PETER DANCKERT
Der Sportpolitiker kritisiert den DOSB für dessen Freibrief an China und fordert ein Anti-Doping-Gesetz.
Freuen Sie sich auf die Olympischen Spiele in Peking?
Ich denke, dass sich jeder, der dem Sport verbunden ist, auf dieses Großereignis, das ja nur alle vier Jahre stattfindet, freuen kann und freuen muss. Natürlich ist ein dunkler Schatten auf die Spiele gefallen, durch die Ereignisse der vergangenen Wochen. Man kann nur hoffen, dass sich da Veränderungen ergeben - sodass wir dann ziemlich unbeschwert nach Peking fahren können -Sportler wie Politiker.
Gesetzt den Fall, Sie hätten 2001 im IOC gesessen, hätten Sie sich auch für Peking entschieden?
Ich will nicht sagen, dass ich mich nicht für Peking entschieden hätte. Bestimmte Länder sind eben irgendwann mal dran mit den Spielen. China gehört sicherlich dazu. Man hätte damals allerdings das Thema Menschenrechte sehr viel klarer in die Vereinbarung zwischen dem IOC und der Stadt Peking einbauen müssen. Da hat man nur auf das zurückgegriffen, was immer vereinbart wird - obwohl die Situation in Peking eine ganz besondere ist. Das wusste das IOC, das wussten die Mitglieder, das hat im Rahmen der Bewerbung eine Rolle gespielt. Es ist allerdings nicht richtig vertraglich festgeschrieben worden.
Hat das IOC also einen Fehler gemacht?
Aus heutiger Sicht hat man einen Fehler gemacht. Wir sind etwas sehr blauäugig herangegangen. Das betrifft weniger die aktuelle IOC-Spitze als viel mehr den damaligen Präsidenten Juan Antonio Samaranch. In dem Moment, in dem es einen Zuschlag gibt, kann man ja kaum noch Dinge nachträglich vertraglich regeln. Man hätte das in das Pflichtenheft von vornherein aufnehmen müssen.
***
→ AUFGABE 1:
Beantworten Sie die folgenden Fragen zum Interview mit Peter Danckert.
(a) Wie oft findet das Großereignis laut Danckert statt?
(b) Welches Thema hätte man nach seiner Aussage klarer in die Vereinbarung zwischen dem IOC und der Stadt Peking einbauen müssen?
(c) Welchen damaligen IOC-Präsidenten nennt er?
→ AUFGABE 2:
Prüfen Sie, ob die folgenden Aussagen mit dem Interview übereinstimmen, und belegen Sie jede Antwort mit den entscheidenden Worten daraus.
(a) Danckert sagt, er hätte sich 2001 auf keinen Fall für Peking entschieden.
(b) Das Thema Menschenrechte wurde laut Danckert vertraglich festgeschrieben.
(c) Danckert fordert ein Anti-Doping-Gesetz.
Die Zeilen darunter sind eigenständiges Material und gehören nicht zum Interview.

Einträge aus einem Zeige-Datensatz
***
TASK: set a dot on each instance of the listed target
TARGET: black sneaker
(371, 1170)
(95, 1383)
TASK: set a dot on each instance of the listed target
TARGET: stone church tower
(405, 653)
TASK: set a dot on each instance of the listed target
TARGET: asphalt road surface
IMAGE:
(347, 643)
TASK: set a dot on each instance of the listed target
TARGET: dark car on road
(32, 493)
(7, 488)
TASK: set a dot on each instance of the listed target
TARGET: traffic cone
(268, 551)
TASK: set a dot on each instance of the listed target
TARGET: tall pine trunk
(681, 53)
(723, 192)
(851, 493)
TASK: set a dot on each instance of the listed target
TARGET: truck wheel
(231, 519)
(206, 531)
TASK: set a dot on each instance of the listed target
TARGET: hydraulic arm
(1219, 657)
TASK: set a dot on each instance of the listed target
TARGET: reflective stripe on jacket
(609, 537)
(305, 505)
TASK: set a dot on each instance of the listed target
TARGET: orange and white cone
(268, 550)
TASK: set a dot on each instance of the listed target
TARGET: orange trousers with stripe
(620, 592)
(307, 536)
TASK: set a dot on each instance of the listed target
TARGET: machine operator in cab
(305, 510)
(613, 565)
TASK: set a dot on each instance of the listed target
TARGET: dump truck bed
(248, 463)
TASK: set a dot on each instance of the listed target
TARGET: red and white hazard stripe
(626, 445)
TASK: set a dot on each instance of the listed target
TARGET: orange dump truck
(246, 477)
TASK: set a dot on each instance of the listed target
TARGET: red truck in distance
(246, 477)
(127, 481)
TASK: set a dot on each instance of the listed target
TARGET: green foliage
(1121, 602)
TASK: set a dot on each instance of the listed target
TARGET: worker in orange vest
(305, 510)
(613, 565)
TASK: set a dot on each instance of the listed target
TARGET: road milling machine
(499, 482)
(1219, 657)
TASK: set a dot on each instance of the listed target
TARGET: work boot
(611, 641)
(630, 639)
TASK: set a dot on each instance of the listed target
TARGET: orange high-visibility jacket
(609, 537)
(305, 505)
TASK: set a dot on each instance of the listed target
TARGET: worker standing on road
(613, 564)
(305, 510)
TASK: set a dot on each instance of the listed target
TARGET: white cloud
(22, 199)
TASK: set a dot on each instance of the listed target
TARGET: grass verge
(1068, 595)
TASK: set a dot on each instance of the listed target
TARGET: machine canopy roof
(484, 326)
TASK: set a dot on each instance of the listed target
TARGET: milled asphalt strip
***
→ ERGEBNIS 1:
(a) Nur alle vier Jahre.
(b) Das Thema Menschenrechte.
(c) Juan Antonio Samaranch.

→ ERGEBNIS 2:
(a) Nein: „Ich will nicht sagen, dass ich mich nicht für Peking entschieden hätte.“
(b) Nein: „Es ist allerdings nicht richtig vertraglich festgeschrieben worden.“
(c) Ja: „fordert ein Anti-Doping-Gesetz“